▶ La richiesta:
Nel testo sul quesito di diritto, riporta il passo che inizia da "26/3/2007, n. 7258)." e finisce con "regola da applicare.", sostituendo "errore di diritto" con "vizio di diritto".

▶ Testo del documento:
-.-.-
4.2. In ordine all’inidoneità dei quesiti, si osserva che quesiti non possono consistere in una domanda che si risolva in una mera richiesta di accoglimento del motivo o nell’interpello della Corte ‘in ordine alla fondatezza della censura così come illustrata, ma deve costituire la chiave di lettura delle ragioni illustrate nel motivo e porre la Corte di cassazione in condizione di rispondere al quesito con l’enunciazione di una regula iuris (principio di diritto) che sia suscettibile di ricevere applicazione in casi ulteriori rispetto a quello sottoposto all’esame del giudice che ha pronunciato la sentenza impugnata. A titolo indicativo, si può delineare uno schema secondo il quale sinteticamente si domanda alla corte se, in una fattispecie quale quella contestualmente e sommariamente descritta nel quesito (fatto), si applichi la regola di diritto auspicata dal ricorrente in luogo di quella diversa adottata nella sentenza impugnata (Cass. S.U., ord. n 2658/08). E ciò quand’anche le ragioni dell’errore e della soluzione che si assume corretta siano invece – come prescritto dall’art. 366 c.p.c., n. 4, – adeguatamente indicate nell’illustrazione del motivo, non potendo la norma di cui all’art. 366 bis c.p.c. interpretarsi nel senso che il quesito di diritto possa desumersi implicitamente dalla formulazione del motivo, poichè una siffatta interpretazione si risolverebbe nell’abrogazione tacita della norma in questione (Cass. 20 giugno 2008 n. 16941). Una formulazione del quesito di diritto idonea alla sua funzione richiede, pertanto, che, con riferimento ad ogni punto della sentenza investito da motivo di ricorso la parte, dopo avere del medesimo riassunto gli aspetti di fatto rilevanti ed averne indicato il modo in cui il giudice lo ha deciso, esprima la diversa regola di diritto sulla cui base il punto controverso andrebbe viceversa risolto, formulato in modo tale da circoscrivere la pronunzia nei limiti del relativo accoglimento o rigetto (v. Cass., 17/7/2008 n. 19769;

26/3/2007, n. 7258). Occorre, insomma che la Corte, leggendo il solo quesito, possa comprendere l’errore di diritto che si assume compiuto dal giudice nel caso concreto e quale, secondo il ricorrente, sarebbe stata la regola da applicare.
-.-.-
▶ Materiale fornito:

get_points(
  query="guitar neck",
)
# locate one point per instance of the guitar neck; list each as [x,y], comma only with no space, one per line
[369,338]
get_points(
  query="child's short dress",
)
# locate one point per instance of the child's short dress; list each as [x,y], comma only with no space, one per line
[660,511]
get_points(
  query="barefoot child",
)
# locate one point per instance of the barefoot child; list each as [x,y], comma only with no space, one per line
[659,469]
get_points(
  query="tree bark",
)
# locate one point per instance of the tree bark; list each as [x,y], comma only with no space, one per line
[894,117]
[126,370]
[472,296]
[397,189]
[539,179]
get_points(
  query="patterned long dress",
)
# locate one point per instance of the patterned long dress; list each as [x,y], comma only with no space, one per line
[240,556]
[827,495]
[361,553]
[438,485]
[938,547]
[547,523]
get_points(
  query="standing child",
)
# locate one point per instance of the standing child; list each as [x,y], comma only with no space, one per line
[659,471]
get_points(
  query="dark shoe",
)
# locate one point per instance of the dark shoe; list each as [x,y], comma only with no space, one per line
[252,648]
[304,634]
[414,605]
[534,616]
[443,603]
-.-.-
▶ Il risultato:
26/3/2007, n. 7258). Occorre, insomma che la Corte, leggendo il solo quesito, possa comprendere l’vizio di diritto che si assume compiuto dal giudice nel caso concreto e quale, secondo il ricorrente, sarebbe stata la regola da applicare.